All you need to know about "Trump Derangement Syndrome," or TDS.

"Trump Derangement Syndrome (TDS) is a mental condition in which a person has been driven effectively insane due to their dislike 
of Donald Trump, to the point at which they will abandon all logic and reason."

Justin Raimondo, the editorial director of Antiwar.com, wrote a piece in the Los Angeles Times in 2016 that broke TDS down into 
three distinct phases or stages:

"In the first stage of the disease, victims lose all sense of proportion. The president-elect's every tweet provokes a firestorm, 
as if 140 characters were all it took to change the world."

"The mid-level stages of TDS have a profound effect on the victim's vocabulary: Sufferers speak a distinctive language consisting 
solely of hyperbole."

"As TDS progresses, the afflicted lose the ability to distinguish fantasy from reality."

The Point here is simple: TDS is, in the eyes of its adherents, the knee-jerk opposition from liberals to anything and everything 
Trump does. If Trump announced he was donating every dollar he's ever made, TDS sufferers would suggest he was up to something 
nefarious, according to the logic of TDS. There's nothing - not. one. thing. - that Trump could do or say that would be received 
positively by TDSers.
+ + +
● EXERCISE REQUIREMENTS
**a)** Could you write out, word for word, everything in the Trump Derangement Syndrome passage from "The Point here" down to "positively by TDSers."?
**b)** Can you pick up the piece on Trump Derangement Syndrome right after its last sentence and keep it going?
None of the material is needed here.

● EXTRACTED RECORDS
+ + +
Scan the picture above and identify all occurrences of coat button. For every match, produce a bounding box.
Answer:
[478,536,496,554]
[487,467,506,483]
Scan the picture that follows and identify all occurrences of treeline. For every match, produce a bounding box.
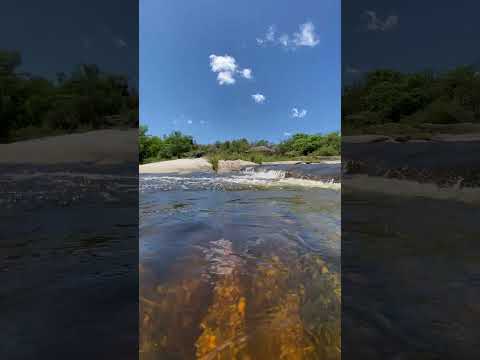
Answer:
[0,51,138,142]
[342,66,480,134]
[139,125,341,163]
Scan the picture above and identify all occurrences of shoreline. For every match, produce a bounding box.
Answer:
[138,156,341,175]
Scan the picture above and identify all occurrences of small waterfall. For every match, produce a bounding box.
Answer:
[242,167,287,180]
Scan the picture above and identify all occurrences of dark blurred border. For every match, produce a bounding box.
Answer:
[342,0,480,359]
[0,0,138,359]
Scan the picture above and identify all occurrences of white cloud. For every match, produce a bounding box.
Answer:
[290,108,307,119]
[257,21,320,49]
[257,25,275,45]
[217,71,235,85]
[293,22,320,47]
[209,54,252,85]
[209,54,237,72]
[242,69,252,79]
[365,10,398,31]
[252,94,267,104]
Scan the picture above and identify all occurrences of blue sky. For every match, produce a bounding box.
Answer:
[139,0,341,143]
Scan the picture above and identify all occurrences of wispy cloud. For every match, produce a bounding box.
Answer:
[252,94,267,104]
[256,21,320,49]
[293,22,320,47]
[290,108,307,119]
[241,68,252,79]
[209,54,252,85]
[365,10,398,31]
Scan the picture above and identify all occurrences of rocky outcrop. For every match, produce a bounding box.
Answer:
[218,160,257,173]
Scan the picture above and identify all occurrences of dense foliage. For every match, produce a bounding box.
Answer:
[0,51,138,141]
[139,125,340,163]
[342,66,480,133]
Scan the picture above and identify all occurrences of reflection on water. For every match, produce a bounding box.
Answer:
[140,172,341,360]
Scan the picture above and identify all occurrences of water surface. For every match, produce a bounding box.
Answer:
[140,169,341,359]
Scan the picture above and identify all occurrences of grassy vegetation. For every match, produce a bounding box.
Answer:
[342,66,480,138]
[0,51,138,142]
[139,126,340,165]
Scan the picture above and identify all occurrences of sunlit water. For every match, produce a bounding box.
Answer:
[140,165,341,360]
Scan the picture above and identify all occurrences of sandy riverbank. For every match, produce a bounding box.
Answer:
[0,129,138,165]
[138,158,213,174]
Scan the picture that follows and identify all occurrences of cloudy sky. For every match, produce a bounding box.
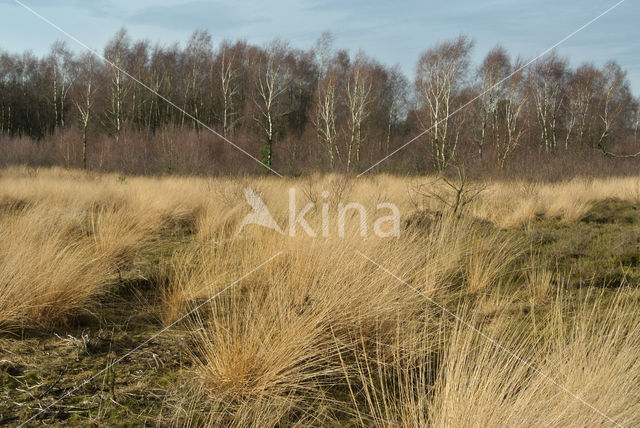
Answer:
[0,0,640,95]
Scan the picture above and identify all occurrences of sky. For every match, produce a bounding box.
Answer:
[0,0,640,95]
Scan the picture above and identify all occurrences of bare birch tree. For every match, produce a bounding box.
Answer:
[529,53,567,152]
[345,54,372,171]
[416,36,473,170]
[104,28,131,140]
[75,53,97,169]
[253,40,291,168]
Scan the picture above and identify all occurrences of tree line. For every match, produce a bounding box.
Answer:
[0,29,640,173]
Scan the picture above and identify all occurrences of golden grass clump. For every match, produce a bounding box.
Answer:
[0,168,640,427]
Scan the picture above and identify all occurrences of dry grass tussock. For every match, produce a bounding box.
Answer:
[0,169,640,427]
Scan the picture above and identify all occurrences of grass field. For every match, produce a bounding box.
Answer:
[0,168,640,427]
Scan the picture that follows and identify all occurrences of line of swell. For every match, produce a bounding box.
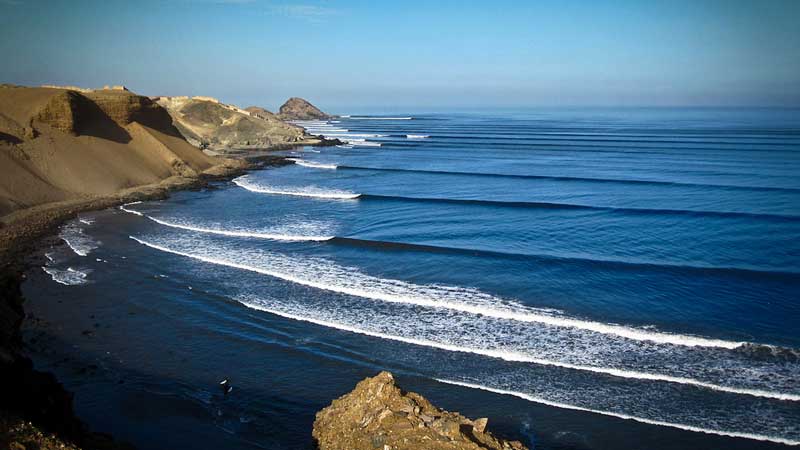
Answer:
[120,207,798,278]
[359,194,800,221]
[337,166,800,192]
[327,236,800,279]
[396,134,797,147]
[436,378,800,445]
[129,236,746,350]
[239,300,800,402]
[144,215,333,242]
[233,175,360,200]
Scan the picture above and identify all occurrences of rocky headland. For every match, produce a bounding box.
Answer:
[153,97,321,152]
[313,372,526,450]
[278,97,333,120]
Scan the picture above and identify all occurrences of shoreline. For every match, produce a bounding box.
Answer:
[0,150,296,449]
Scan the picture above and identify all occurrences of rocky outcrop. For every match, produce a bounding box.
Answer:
[278,97,331,120]
[244,106,280,120]
[313,372,526,450]
[34,91,87,134]
[155,97,316,151]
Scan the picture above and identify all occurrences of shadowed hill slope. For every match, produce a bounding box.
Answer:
[278,97,332,120]
[155,97,317,150]
[0,86,224,216]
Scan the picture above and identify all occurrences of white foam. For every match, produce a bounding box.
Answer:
[59,221,100,256]
[306,127,350,134]
[233,175,361,200]
[436,378,800,445]
[318,133,389,139]
[42,267,89,286]
[119,203,144,216]
[125,237,743,349]
[230,296,800,401]
[350,117,413,120]
[288,158,338,170]
[145,215,334,242]
[131,236,800,401]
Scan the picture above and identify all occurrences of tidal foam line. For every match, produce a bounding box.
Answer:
[287,158,338,170]
[350,117,413,120]
[233,175,361,200]
[119,203,144,216]
[435,378,800,445]
[42,267,88,286]
[131,236,743,349]
[145,215,334,242]
[228,298,800,401]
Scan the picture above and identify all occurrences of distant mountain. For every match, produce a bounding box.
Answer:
[154,97,316,150]
[278,97,332,120]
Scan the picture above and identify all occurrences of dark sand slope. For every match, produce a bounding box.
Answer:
[278,97,332,120]
[0,85,247,448]
[154,97,320,151]
[0,87,239,215]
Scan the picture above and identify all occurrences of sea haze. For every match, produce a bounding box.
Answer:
[24,109,800,449]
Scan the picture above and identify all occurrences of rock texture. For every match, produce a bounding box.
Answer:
[278,97,331,120]
[156,97,317,150]
[313,372,526,450]
[244,106,280,120]
[0,85,237,216]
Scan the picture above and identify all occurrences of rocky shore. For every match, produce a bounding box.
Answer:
[0,86,525,450]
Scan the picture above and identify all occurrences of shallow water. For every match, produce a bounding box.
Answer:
[24,109,800,449]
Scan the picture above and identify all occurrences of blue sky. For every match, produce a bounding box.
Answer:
[0,0,800,112]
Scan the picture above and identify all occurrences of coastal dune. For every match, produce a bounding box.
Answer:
[0,86,232,215]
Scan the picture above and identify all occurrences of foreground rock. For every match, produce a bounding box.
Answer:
[313,372,526,450]
[278,97,331,120]
[154,97,319,151]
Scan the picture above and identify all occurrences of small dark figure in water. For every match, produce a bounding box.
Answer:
[219,378,233,395]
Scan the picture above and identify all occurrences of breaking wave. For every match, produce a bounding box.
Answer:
[42,267,91,286]
[59,220,100,256]
[289,160,338,170]
[233,175,360,200]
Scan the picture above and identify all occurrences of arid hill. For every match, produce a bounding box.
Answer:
[0,85,234,216]
[312,372,526,450]
[244,106,280,120]
[278,97,331,120]
[154,97,318,150]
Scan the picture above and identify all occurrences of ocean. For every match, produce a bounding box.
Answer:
[23,108,800,450]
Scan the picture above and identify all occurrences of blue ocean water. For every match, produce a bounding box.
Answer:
[25,109,800,449]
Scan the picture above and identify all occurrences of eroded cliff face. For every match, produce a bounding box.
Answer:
[155,97,313,150]
[278,97,331,120]
[313,372,526,450]
[0,85,225,216]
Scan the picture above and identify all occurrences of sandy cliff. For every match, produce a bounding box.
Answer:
[0,86,238,216]
[278,97,332,120]
[313,372,526,450]
[154,97,318,150]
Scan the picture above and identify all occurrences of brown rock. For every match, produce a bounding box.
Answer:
[472,417,489,433]
[278,97,331,120]
[312,372,525,450]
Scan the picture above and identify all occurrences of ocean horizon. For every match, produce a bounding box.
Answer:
[23,107,800,450]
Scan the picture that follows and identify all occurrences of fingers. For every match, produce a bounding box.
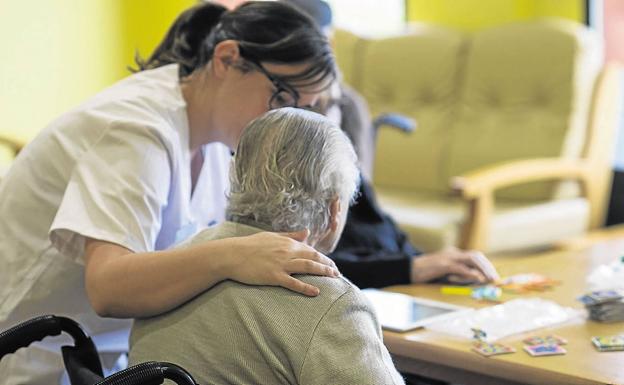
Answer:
[452,250,499,281]
[448,262,487,283]
[286,259,340,278]
[469,250,500,281]
[280,275,320,297]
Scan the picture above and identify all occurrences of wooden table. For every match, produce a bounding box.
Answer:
[384,239,624,385]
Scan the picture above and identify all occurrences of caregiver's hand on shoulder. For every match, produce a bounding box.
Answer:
+ + +
● TASK-BY-TASK RESULTS
**a)**
The Point here is simple: TDS is, in the eyes of its adherents, the knee-jerk opposition from liberals to anything and everything 
Trump does. If Trump announced he was donating every dollar he's ever made, TDS sufferers would suggest he was up to something 
nefarious, according to the logic of TDS. There's nothing - not. one. thing. - that Trump could do or say that would be received 
positively by TDSers.

**b)**
The history of Trump Derangement Syndrome actually goes back to the early 2000s - a time when the idea of Trump as president was 
a punch line for late-night comics and nothing more.

Wikipedia traces its roots to "Bush Derangement Syndrome" - a term first coined by the late conservative columnist Charles 
Krauthammer back in 2003. The condition, as Krauthammer defined it, was "the acute onset of paranoia in otherwise normal people 
in reaction to the policies, the presidency - nay - the very existence of George W. Bush."